> Exercise details: All of the listing is to be written out word for word, with the pictures left out.

══ Task data

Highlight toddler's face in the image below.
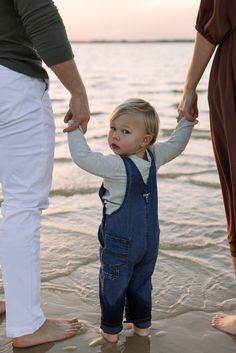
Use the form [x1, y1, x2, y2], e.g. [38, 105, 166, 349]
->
[108, 113, 149, 158]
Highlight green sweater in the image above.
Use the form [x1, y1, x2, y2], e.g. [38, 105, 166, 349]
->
[0, 0, 74, 79]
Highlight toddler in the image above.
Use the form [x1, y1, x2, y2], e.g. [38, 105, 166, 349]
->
[67, 98, 197, 343]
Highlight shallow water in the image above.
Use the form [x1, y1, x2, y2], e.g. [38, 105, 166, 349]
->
[1, 43, 235, 352]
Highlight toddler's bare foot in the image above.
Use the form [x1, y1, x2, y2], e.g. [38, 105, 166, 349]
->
[212, 314, 236, 335]
[133, 325, 150, 337]
[12, 318, 81, 348]
[100, 329, 118, 344]
[0, 301, 5, 315]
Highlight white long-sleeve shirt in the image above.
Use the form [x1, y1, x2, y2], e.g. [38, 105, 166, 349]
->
[68, 118, 196, 214]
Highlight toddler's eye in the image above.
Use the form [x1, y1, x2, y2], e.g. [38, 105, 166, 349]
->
[110, 126, 116, 131]
[122, 129, 130, 134]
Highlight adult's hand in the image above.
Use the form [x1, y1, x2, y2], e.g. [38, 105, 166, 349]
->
[177, 89, 198, 122]
[63, 93, 90, 133]
[51, 59, 90, 133]
[177, 32, 216, 123]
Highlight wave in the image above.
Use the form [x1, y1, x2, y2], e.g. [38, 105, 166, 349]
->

════

> Answer area:
Highlight toddler's face in the image below.
Use the form [x1, y1, x2, y2], e.g. [38, 105, 166, 349]
->
[108, 113, 149, 158]
Highlight green sweater in the image above.
Use the form [x1, y1, x2, y2], e.g. [38, 105, 166, 349]
->
[0, 0, 74, 79]
Highlight toddler in the image above.
Use the form [x1, y1, x2, y2], e.g. [38, 105, 166, 349]
->
[67, 98, 197, 343]
Highlight shallow water in the image above.
Use the form [x1, y1, x2, y2], e.g. [38, 105, 166, 349]
->
[1, 43, 235, 352]
Highlight toddler's bare foot in the image above.
Use the form [x1, y1, x2, y2], e.g. [38, 105, 166, 349]
->
[212, 314, 236, 335]
[133, 325, 150, 337]
[12, 318, 81, 348]
[100, 329, 118, 344]
[0, 301, 5, 315]
Highlight white long-sleeve shirt in the image above.
Use the form [x1, y1, x2, y2], e.g. [38, 105, 166, 349]
->
[68, 118, 196, 214]
Highlight toddler's eye in the image above.
Use the form [x1, y1, x2, y2], e.g. [38, 105, 166, 349]
->
[110, 126, 116, 131]
[122, 129, 130, 134]
Highlight adult's hand in the image above.
Use the form [x1, y1, x2, y2], e.g. [38, 105, 166, 349]
->
[177, 89, 198, 122]
[63, 93, 90, 133]
[51, 59, 90, 133]
[177, 32, 216, 123]
Highlight wave in the image above.
Use the form [x1, y1, x2, y2], e.g. [38, 105, 166, 349]
->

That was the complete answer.